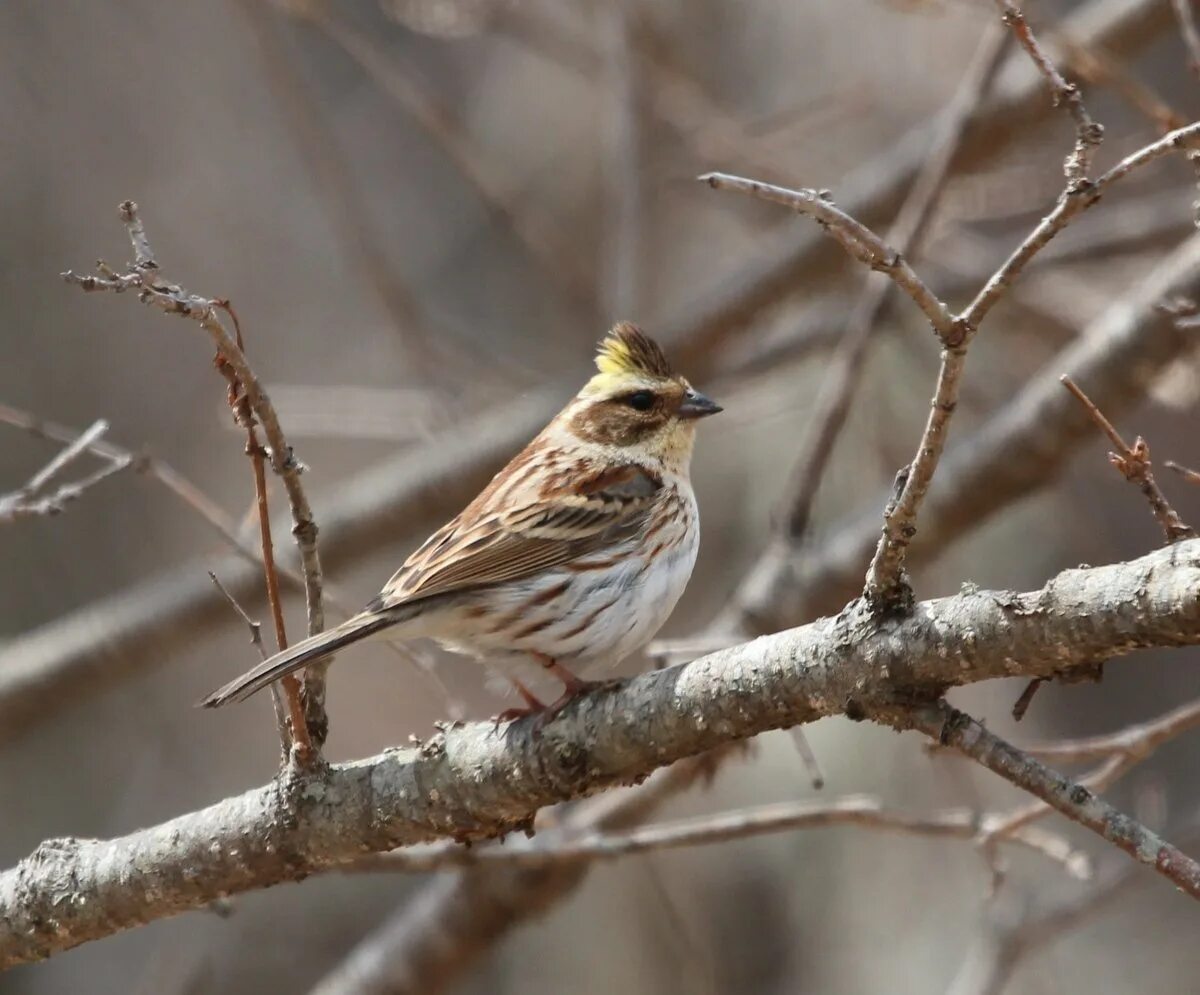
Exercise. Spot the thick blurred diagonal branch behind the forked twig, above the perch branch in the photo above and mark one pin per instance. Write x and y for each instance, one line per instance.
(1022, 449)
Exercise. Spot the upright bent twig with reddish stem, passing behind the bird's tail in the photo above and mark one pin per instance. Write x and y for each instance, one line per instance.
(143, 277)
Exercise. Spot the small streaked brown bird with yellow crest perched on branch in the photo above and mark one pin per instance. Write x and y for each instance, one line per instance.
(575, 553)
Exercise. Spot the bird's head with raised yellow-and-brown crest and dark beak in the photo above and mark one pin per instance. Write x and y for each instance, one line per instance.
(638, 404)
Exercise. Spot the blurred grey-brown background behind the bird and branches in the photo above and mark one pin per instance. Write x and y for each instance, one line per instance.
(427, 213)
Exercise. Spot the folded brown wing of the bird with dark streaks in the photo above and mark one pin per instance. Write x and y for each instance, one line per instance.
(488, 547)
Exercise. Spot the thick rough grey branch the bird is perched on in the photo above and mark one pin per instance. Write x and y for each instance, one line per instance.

◆ ◆ ◆

Where a picture appears in the data, omit it; restate the rest word for word.

Exercise. Spot the thick blurred diagonal branch behind the forked twig, above the perch branch in the photo above and mark one pin per instance. Write x and y for each instance, one line per instance.
(1022, 449)
Exercise. Spot the upright bent twig with reddish stem, passing behind the bird's tail in the photo above and mark one pin per instance. Write x and y for each instance, one line per instance.
(143, 277)
Exercise. Spot the small streaked brown bird with yellow crest perched on branch in the photo above and mark one pin per instance. Write x and y for each instance, one line per instance.
(575, 553)
Exercise. Spot the bird's head with raised yellow-and-brown crest and dark beak in the photo above and mark one pin per instance. Write x and y for each instance, one line per instance.
(638, 404)
Exercise. Spot the blurred grey-brown background behind the bird and branches in the photo above and mark one pin per instance. Write x and y for each instance, one line per instance.
(427, 213)
Exercise. Spot the folded brown wing of the bird with dark streaks in the photo above and mark one pin per instance. Write x and y for each instance, one line per instance.
(488, 547)
Exercise. Spot the thick rough grey branch the bird is perched on in the photo above and mark one pin per instance. Write x and y for each instance, one line per instance.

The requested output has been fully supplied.